French Influence in Puerto Rican and Popular Culture
The French eventually intermarried into the local population, adopting the language and customs of their new homeland. Their influence in Puerto Rico is very much present and in evidence in the island's cuisine, literature and arts. French surnames such as Betancourt and Gautier are common in Puerto Rico. This immigration from mainland France and its territories to Puerto Rico was the largest in number, second only to Spanish immigrants and today a great number of Puerto Ricans can claim French ancestry; 16 percent of the surnames on the island are either French or French-Corsican. The descendants of the original French settlers have distinguished themselves as business people, politicians and writers. "La Casa del Francés" (The Frenchman's House), built in 1910, is a turn-of-the-century plantation mansion, recently designated as a historical landmark by the National Register of Historic Places, located on the island of Vieques. It is now a guest house.

Excerpted records:
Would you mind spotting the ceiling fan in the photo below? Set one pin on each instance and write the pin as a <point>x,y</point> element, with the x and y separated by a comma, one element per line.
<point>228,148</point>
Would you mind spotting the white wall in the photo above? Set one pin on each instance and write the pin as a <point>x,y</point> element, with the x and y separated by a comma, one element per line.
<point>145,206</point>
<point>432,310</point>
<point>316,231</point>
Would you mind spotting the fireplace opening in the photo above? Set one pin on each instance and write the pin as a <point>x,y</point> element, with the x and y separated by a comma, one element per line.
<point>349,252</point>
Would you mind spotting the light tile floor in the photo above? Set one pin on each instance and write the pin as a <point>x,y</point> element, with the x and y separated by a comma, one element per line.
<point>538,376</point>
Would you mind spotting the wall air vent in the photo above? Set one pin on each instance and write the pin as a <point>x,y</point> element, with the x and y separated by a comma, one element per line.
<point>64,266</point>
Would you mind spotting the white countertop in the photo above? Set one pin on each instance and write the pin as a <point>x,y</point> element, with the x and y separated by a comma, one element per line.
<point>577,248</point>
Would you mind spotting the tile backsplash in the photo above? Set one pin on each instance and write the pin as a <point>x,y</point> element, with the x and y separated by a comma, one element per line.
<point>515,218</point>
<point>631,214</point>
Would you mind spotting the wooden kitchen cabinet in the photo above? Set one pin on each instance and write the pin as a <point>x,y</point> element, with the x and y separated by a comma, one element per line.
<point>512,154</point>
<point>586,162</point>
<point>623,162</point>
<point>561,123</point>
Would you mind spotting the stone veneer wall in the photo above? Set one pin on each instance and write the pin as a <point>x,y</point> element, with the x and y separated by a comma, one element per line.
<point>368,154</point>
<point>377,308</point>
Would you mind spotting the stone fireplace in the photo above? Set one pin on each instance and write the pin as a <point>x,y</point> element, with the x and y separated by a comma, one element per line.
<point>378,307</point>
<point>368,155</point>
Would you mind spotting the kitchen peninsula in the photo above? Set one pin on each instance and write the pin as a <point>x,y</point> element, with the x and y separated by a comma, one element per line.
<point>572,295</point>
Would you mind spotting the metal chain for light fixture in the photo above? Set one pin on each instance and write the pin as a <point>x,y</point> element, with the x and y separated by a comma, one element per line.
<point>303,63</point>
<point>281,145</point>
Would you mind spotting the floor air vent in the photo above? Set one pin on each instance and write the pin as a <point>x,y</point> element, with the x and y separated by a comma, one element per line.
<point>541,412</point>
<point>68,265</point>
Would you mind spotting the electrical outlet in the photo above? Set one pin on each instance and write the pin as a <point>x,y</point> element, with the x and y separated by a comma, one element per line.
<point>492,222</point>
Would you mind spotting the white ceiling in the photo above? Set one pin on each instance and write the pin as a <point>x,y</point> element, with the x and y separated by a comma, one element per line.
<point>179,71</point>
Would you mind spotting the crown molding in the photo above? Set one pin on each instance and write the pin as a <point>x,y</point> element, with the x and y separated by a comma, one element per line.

Task directions: Condense the paragraph beginning "The French eventually intermarried" in the text on French influence in Puerto Rico into a bulleted list that preserves its main facts. The data that accompanies the text on French influence in Puerto Rico is separate material.

The output:
- French settlers intermarried with the local population and adopted its language and customs.
- Their influence remains evident in Puerto Rican cuisine, literature, and arts.
- French surnames such as Betancourt and Gautier are common; 16 percent of the island's surnames are French or French-Corsican.
- Immigration from France and its territories was second in size only to Spanish immigration, and many Puerto Ricans today can claim French ancestry.
- Descendants of the original settlers have distinguished themselves as business people, politicians, and writers.
- "La Casa del Francés" (The Frenchman's House), a plantation mansion on Vieques built in 1910, was recently designated a historical landmark by the National Register of Historic Places and now serves as a guest house.